§ Excerpted text:
Mhmm, it's possible today but would generate extra failures vs knowing what
all
the limits are ahead of time.
> I prefer that alternative. I think it's better to explicitly signal that
> we want to pause the channel while we upgrade the commitment format (and
> stop accepting HTLCs while we're updating, like we do once we've exchanged
> the `shutdown` message).
You totally read my mind! Check out this variant I posted just now:
https://lists.linuxfoundation.org/pipermail/lightning-dev/2020-July/002766.html
> Otherwise the asynchronocity of the protocol is likely to create months
> (years?) of tracking unwanted force-closes because of races between
> `commig_sig`s with the new and old commitment format.
Agreed, it seems easier to just side-step any possible edge cases (that're
likely looming) and move the re-negotiation up a "level". I also like the
"no active HTLCs" constraints, as there are likely some weird edge cases
with
fees that would pop up. Like since the taproot output scripts are slightly
bigger, one could imagine that a switch over w/ active HTLCs could trigger a
scenario where the initiator isn't able to pay for the fees of all the
active HTLCs any longer.....
At this point in the game, I've learned to never underestimate the hidden
complexity and edge cases of anything that involves fees for Bitcoin
contracts.... :p
("yep, we're _still_ talking about fees!" -- Adelaide 2018)
> The tricky part will be how we handle "dangling" operations that were sent
> by the remote peer *after* we sent our `update_commitment_format` but
> *before* they received it
Is this still an issue if we go with a `shutdown` like message flow
described in my linked message above? If they're update messages due to
settling or failing a direct HTLC, then the responder should be able to let
those clear _then_ send the `commit_switch_reply` message. For forwarded
updates, as you suggest, the responder would queue those up to send once the
commitment switch over has completed.
> Regarding initiating the commitment format update, how do you see this
> happen?
I left one detail out of my initial message: there'd be a new feature bit
to signal "I know how to update commitments". Aside from that yeah that's
how I envisioned things would flow. The first of your channels to update
would be with those node operators that are the quickest to update. Ofc
there'll be laggards though, and possibly some channels that just never get
updated due to the node operator never updating their software. In that
case though, it's likely best to close out that channel since their lack of
timely updates of their software shows a degree of apathy all together.
-- Laolu
On Tue, Jul 21, 2020 at 1:46 AM Bastien TEINTURIER <bastien at acinq.fr> wrote:
> Thanks for sharing this, I think it's the right time to start
> experimenting with
> that kind of feature (especially in the light of Taproot and the package
> relay
> work / pinning transactions issue).
>
> we can start to experiment with flow-control like
>> ideas such as limiting a new channel peer to only a handful of HTLC slots,
>> which is then progressively increased based on "good behavior" (or the
>> other
>> way around as well)
>
>
> Note that this is already possible today, a node can unilaterally decide
> its
> internal rules for accepting channels/HTLCs. But it's true that it would be
> nicer to communicate these rules with your peer to reduce inefficiencies
> (e.g. proposing HTLCs that we know will be rejected).
>
> * `open_channel` and `accept_channel` gain a new `channel_type` TLV field.

§ Rows:
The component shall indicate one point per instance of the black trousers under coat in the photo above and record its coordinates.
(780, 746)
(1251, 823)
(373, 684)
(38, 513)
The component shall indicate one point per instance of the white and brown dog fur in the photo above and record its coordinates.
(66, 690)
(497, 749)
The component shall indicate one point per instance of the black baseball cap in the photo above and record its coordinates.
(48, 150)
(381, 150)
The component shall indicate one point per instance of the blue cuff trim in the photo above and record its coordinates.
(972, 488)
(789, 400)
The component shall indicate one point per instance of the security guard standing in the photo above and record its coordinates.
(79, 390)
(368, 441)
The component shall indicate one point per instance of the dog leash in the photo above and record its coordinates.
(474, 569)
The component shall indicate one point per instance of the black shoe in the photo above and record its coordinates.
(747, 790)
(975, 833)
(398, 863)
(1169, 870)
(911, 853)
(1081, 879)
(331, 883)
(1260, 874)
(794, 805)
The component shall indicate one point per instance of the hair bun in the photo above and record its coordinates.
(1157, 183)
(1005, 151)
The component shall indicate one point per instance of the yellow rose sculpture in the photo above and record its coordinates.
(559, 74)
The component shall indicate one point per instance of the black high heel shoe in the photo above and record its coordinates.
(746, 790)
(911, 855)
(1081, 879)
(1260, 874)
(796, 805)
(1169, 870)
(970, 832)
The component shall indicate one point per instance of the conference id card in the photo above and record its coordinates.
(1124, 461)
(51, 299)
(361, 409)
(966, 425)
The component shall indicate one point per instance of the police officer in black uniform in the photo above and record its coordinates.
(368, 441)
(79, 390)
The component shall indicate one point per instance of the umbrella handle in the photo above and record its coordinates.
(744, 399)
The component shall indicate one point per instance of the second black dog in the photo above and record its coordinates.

§ Stated task:
Could you write the next part of the discussion on upgrading Lightning channel commitment formats, starting right after its final sentence? The lines after the text are separate material, unconnected to it.

§ Answer to the exercise:
>> * retroactively the OG commitment format is numbered as `channel_type=0`,
>> `static_remote_key`, as `channel_type=1`, and anchors as
>> `channel_type=2`
>
>
> ACK! Internally eclair (and I believe lnd as well) has exactly that field
> in
> its DB, with exactly those values.
>
> * an empty `commit_sig` message (one that covers no updates) is
>> disallowed, unless the `commit_sig` has a `channel_type`, `c_n` that
>> differs from the channel type of the prior commitment, `c_n-1`.
>
>
> That sounds reasonable, as changing the `channel_type` is actually an
> update
> (it results in changes in the commit tx and/or htlc txs).
>
> An alternative to attaching the `channel_type` message to the `commit_sig`
>> and having _that_ kick off the commitment upgrade, we could instead
>> possibly
>> add a _new_ update message (like `update_fee`) to make the process more
>> explicit. In either case, we may want to restrict things a bit by only
>> allowing the initiator to trigger a commitment format update.
>
>
> I prefer that alternative. I think it's better to explicitly signal that we
> want to pause the channel while we upgrade the commitment format (and stop
> accepting HTLCs while we're updating, like we do once we've exchanged the
> `shutdown` message). Otherwise the asynchronocity of the protocol is
> likely to
> create months (years?) of tracking unwanted force-closes because of races
> between `commig_sig`s with the new and old commitment format.
>
> Updating the commitment format should be a rare enough operation that we
> can
> afford to synchronize with a two-way `update_commitment_format` handshake,
> then
> temporarily freeze the channel.
>
> The tricky part will be how we handle "dangling" operations that were sent
> by
> the remote peer *after* we sent our `update_commitment_format` but *before*
> they received it. The simplest choice is probably to have the initiator
> just
> ignore these messages, and the non-initiator enqueue these un-acked
> messages
> and replay them after the commitment format update completes (or just drop
> them
> and cancel corresponding upstream HTLCs if needed).
>
> Regarding initiating the commitment format update, how do you see this
> happen?
> The funder activates a new feature on his (e.g. `option_anchor_outputs`),
> and
> broadcasts it in `init` and `node_announcement`, then waits until the
> remote
> also activates it in its `init` message and then reacts to this by
> triggering
> the update process?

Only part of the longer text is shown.